§ WHAT THE TASK ASKS
Output all the material that follows, exactly as given.

§ RECORD EXCERPTS
———
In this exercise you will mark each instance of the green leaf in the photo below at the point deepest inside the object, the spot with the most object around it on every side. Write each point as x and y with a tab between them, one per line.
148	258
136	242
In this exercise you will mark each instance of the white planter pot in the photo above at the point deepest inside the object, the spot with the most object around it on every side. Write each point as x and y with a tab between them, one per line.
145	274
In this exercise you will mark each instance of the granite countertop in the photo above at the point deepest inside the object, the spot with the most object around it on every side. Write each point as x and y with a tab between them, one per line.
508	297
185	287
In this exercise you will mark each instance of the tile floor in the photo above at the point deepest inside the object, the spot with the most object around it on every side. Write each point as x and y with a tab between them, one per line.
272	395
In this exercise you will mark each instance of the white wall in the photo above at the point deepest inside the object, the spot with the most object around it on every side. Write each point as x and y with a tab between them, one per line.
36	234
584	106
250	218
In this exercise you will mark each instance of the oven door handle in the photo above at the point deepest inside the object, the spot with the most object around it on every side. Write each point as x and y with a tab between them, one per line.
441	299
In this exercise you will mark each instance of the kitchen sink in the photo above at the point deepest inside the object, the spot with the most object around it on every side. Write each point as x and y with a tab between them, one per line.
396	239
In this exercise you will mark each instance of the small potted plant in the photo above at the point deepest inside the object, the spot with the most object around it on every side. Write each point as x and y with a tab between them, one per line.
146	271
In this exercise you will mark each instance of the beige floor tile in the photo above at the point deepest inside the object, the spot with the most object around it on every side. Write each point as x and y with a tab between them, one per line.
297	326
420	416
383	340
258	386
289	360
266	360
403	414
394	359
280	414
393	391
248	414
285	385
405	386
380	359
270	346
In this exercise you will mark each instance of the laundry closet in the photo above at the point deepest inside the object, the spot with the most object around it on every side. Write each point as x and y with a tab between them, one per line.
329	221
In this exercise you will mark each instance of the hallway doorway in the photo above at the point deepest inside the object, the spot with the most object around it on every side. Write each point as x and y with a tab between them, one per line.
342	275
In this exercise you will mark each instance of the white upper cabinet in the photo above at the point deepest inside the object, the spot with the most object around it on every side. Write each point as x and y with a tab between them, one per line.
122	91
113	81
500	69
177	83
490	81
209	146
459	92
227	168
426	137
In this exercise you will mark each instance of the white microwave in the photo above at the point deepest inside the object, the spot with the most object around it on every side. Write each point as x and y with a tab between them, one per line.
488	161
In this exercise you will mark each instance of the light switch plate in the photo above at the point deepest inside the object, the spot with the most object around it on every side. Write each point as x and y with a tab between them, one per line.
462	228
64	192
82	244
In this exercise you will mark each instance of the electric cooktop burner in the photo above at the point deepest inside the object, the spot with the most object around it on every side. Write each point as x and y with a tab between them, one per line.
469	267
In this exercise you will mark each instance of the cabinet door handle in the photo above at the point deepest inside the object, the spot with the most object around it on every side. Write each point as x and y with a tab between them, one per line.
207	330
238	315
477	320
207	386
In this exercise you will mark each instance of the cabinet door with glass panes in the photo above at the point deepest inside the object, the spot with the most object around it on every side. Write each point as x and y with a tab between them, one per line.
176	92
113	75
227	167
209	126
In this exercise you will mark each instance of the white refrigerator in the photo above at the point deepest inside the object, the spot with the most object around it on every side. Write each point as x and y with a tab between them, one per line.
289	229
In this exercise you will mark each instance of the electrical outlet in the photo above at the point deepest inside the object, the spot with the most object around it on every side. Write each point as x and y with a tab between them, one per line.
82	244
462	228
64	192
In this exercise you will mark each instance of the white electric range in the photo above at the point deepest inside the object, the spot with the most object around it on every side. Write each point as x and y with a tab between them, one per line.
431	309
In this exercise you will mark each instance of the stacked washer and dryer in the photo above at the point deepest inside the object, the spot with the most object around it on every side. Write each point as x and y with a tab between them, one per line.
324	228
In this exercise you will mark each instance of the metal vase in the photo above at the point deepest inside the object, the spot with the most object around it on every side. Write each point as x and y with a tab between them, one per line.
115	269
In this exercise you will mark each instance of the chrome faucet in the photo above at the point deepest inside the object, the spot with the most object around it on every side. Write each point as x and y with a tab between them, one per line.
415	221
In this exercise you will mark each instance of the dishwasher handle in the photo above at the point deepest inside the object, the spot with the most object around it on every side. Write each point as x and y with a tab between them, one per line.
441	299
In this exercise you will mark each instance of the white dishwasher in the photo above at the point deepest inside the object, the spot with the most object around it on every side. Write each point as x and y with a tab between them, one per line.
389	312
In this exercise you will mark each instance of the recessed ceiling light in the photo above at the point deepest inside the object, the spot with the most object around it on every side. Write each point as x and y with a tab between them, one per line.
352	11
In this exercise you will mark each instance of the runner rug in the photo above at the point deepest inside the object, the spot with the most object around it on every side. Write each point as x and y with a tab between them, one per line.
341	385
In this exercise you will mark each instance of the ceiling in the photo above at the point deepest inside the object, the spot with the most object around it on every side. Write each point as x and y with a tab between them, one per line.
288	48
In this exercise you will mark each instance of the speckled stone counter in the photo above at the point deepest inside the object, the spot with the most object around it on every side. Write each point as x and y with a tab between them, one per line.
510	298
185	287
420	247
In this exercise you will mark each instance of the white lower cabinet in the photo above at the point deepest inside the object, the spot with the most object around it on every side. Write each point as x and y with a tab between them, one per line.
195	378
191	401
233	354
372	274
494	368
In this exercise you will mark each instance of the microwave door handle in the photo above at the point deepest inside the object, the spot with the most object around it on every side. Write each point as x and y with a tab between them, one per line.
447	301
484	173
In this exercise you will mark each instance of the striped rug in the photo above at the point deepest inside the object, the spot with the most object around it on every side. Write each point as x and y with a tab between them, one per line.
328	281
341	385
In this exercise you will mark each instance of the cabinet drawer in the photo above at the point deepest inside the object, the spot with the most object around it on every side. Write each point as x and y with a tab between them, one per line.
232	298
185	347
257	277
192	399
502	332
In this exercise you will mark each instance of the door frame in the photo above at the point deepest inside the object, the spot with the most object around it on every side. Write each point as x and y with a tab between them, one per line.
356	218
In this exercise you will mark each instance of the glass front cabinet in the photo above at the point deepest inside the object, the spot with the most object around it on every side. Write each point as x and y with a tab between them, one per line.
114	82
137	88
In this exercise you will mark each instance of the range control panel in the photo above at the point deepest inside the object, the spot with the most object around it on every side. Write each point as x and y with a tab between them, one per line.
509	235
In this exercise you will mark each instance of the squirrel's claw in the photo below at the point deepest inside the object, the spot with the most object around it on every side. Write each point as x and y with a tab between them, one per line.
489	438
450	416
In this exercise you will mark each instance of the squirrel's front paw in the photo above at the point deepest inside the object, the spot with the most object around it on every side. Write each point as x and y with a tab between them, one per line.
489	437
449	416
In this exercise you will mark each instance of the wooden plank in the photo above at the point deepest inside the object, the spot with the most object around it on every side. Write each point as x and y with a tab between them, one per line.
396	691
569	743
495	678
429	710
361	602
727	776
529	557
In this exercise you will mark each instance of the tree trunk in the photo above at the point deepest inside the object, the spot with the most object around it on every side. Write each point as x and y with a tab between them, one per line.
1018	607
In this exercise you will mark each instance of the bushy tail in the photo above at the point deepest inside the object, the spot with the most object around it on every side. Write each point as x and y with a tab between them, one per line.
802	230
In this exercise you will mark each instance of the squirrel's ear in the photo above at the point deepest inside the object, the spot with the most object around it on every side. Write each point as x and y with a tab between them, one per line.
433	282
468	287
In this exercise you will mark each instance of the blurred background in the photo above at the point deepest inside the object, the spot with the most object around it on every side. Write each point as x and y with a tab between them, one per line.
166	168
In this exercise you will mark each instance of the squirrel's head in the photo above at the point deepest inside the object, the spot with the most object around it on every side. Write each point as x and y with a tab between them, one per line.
———
§ TASK RESULT
In this exercise you will mark each instance of the green leaf in the photo below at the point deepest inside the object, the spot with the most object around it on every side. Write each point as x and y with a tab between them, one per line.
148	258
136	242
In this exercise you will mark each instance of the white planter pot in the photo above at the point deepest inside the object, the spot with the most object around it on every side. Write each point as x and y with a tab between them, one per line.
145	274
In this exercise you will mark each instance of the granite countertop in the photo above at the point deepest inside the object, the spot with the most object around it on every side. Write each point as x and y with a tab between them, one per line.
508	297
185	287
In this exercise you will mark each instance of the tile floor in the photo above at the point deepest inside the object, the spot with the most object around it on every side. Write each point as x and y with a tab between them, one per line.
272	395
In this exercise you will mark each instance of the white wall in the photo above at the point deepest inside the object, the spot with the most object around it on every side. Write each point as x and y with a tab between them, one per line.
36	234
584	106
250	218
In this exercise you will mark each instance of the oven door handle in the photo above at the point deepest inside the object, the spot with the most object around it on every side. Write each point as x and y with a tab between them, one per line.
441	299
In this exercise you will mark each instance of the kitchen sink in the photo above at the point deepest inside the object, the spot with the most object around it on every side. Write each point as x and y with a tab between them, one per line.
396	239
In this exercise you will mark each instance of the small potted plant in the photo above at the point deepest inside the object, the spot with the most object around it on every side. Write each point as x and y with a tab between them, one per line.
146	271
In this exercise you will mark each instance of the beige floor tile in the photo above at the point deepest inside the object, the spot with the most object around it on every side. Write each point as x and y with a tab between them, one per line.
297	326
420	416
383	340
258	386
289	360
266	360
403	414
394	359
280	414
393	391
248	414
285	385
405	386
380	359
270	346
In this exercise you will mark each instance of the laundry closet in the photo above at the point deepest inside the object, the spot with the most object around it on every side. Write each point as x and y with a tab between them, one per line.
329	221
In this exercise you will mark each instance of the hallway doorway in the photo above at the point deepest inside the object, the spot with the most object around it on every side. Write each point as x and y with a tab between them, one per line.
342	275
In this exercise you will mark each instance of the white upper cabinet in the photo above at the point deepest inside the object, the spot with the most object around it on every side. Write each point as x and y with a tab between them, one per line.
122	91
113	81
500	69
177	83
490	81
209	146
459	92
227	168
426	137
In this exercise you will mark each instance of the white microwave in the photo above at the point deepest inside the object, the spot with the most object around it on every side. Write each point as x and y with a tab between them, one per line.
488	161
In this exercise you will mark each instance of the light switch plate in the photo above at the point deepest inside the object, the spot with the most object around it on every side. Write each point as x and y with a tab between them, one per line.
462	228
64	192
82	244
In this exercise you will mark each instance of the electric cooktop burner in the photo above at the point deepest inside the object, the spot with the most object around it on every side. Write each point as x and y with a tab between them, one per line.
469	267
In this exercise you will mark each instance of the cabinet door handle in the photo above at the point deepest inside the object, the spot with the most object around it on every side. Write each point as x and y with a tab between them, one per line.
207	330
238	315
477	320
207	386
In this exercise you will mark each instance of the cabinet door with glass panes in the photo above at the point deepest inside the object, the spot with the most object around it on every side. Write each point as x and y with a tab between them, one per line.
176	92
113	75
227	167
209	126
In this exercise you will mark each instance of the white refrigerator in the photo above at the point deepest inside the object, the spot with the most object around it on every side. Write each point as x and y with a tab between them, one per line.
289	229
In this exercise you will mark each instance of the electrical outlet in the photo above at the point deepest inside the object, the spot with the most object around it on every side. Write each point as x and y with a tab between them, one per line.
82	244
462	228
64	192
In this exercise you will mark each instance of the white electric range in the photo above at the point deepest inside the object, the spot with the most object around it on every side. Write each point as x and y with a tab between them, one per line.
431	309
In this exercise you will mark each instance of the stacked washer and dryer in the photo above at the point deepest inside the object, the spot with the most object around it on every side. Write each point as x and y with a tab between them, one per line.
324	228
In this exercise you will mark each instance of the metal vase in the photo above at the point deepest inside the object, the spot with the most object around it on every side. Write each point as x and y with a tab between them, one per line.
115	269
In this exercise you will mark each instance of the chrome faucet in the photo above at the point deepest inside the object, the spot with the most object around it on every side. Write each point as x and y with a tab between them, one per line.
415	221
In this exercise you will mark each instance of the dishwasher handle in the photo above at the point deepest inside the object, the spot with the most object around it on every side. Write each point as x and y with a tab between them, one per line.
441	299
In this exercise you will mark each instance of the white dishwasher in the photo above at the point deepest inside the object, the spot with the most object around it on every side. Write each point as x and y with a tab between them, one per line.
389	312
In this exercise you will mark each instance of the recessed ceiling light in the photo above at the point deepest inside the object, the spot with the most object around it on every side. Write each point as x and y with a tab between them, one per line.
352	11
In this exercise you will mark each instance of the runner rug in the photo above at the point deepest inside the object, the spot with the most object around it on every side. Write each point as x and y with a tab between them, one per line.
341	385
In this exercise you will mark each instance of the ceiling in the photo above at the point deepest inside the object, the spot with the most object around it on every side. Write each point as x and y with a tab between them, one per line.
288	48
In this exercise you will mark each instance of the speckled stone counter in the photo above at the point deepest inside the object, the spot with the most object around it on every side. Write each point as x and y with a tab between them, one per line.
510	298
185	287
420	247
In this exercise you will mark each instance of the white lower cabinet in the photo above at the point deepest inside the object, the spot with the most object around it on every side. Write each point as x and y with a tab between them, one per line.
195	378
191	401
233	354
372	274
494	368
In this exercise you will mark each instance of the microwave door handle in the photo above at the point deepest inside the object, the spot with the most object around it on every side. Write each point as x and y with a tab between them, one per line.
447	301
484	173
In this exercise you will mark each instance of the striped rug in the photo above at the point deepest inside the object, the spot with the most object around it on every side. Write each point as x and y with a tab between them, one per line.
328	281
341	385
In this exercise you will mark each instance of the cabinet drawer in the photo above at the point deepest inside the object, the spot with the most object around it on every side. Write each point as x and y with a tab between them, one per line.
232	298
185	347
257	277
192	399
502	332
In this exercise you will mark each instance of the door frame in the photo above at the point deepest inside the object, the spot with the most object around it on every side. Write each point as x and y with a tab between them, one per line.
356	218
In this exercise you will mark each instance of the glass front cabinet in the photo above at the point deepest inside the object, the spot with the most object around it on every side. Write each point as x and y with a tab between them, one per line.
114	82
137	88
In this exercise you will mark each instance of the range control panel in the photo above at the point deepest inside the object, the spot with the most object around it on every side. Write each point as x and y with a tab between them, one per line.
509	235
In this exercise you will mark each instance of the squirrel's claw in the photo below at the point deepest inside the object, the spot with the most object around it on every side. Write each point as x and y with a tab between them, one per line.
489	438
450	416
In this exercise you will mark each instance of the squirrel's front paw in the photo above at the point deepest inside the object, the spot with the most object around it on every side. Write each point as x and y with a tab between them, one per line.
489	437
449	416
In this exercise you will mark each instance of the wooden plank in the photo above at the point deepest inside the object, the spot with the most object around it on every side. Write each point as x and y with a tab between them, one per line.
396	691
569	743
495	678
429	710
361	602
727	776
529	557
In this exercise you will mark each instance of the tree trunk in the photo above at the point deepest inside the object, the spot with the most object around it on every side. Write each point as x and y with a tab between them, one per line.
1018	607
In this exercise you will mark each instance of the bushy tail in the photo above at the point deepest inside the object, the spot with the most object around it on every side. Write each point as x and y with a tab between them, one per line.
802	230
In this exercise you will mark each instance of the squirrel's ear in the photo above at the point deepest inside the object, the spot with the most object around it on every side. Write each point as x and y with a tab between them, one per line.
433	282
468	287
In this exercise you will mark each instance of the blurred background in the photo above at the point deepest inside the object, the spot with the most object around it on every side. Write each point as x and y with a tab between them, one per line.
166	168
In this exercise you will mark each instance of the squirrel's head in the photo above at the point deepest inside the object, the spot with the most object around it on every side. Write each point as x and y with a tab between them, one per line.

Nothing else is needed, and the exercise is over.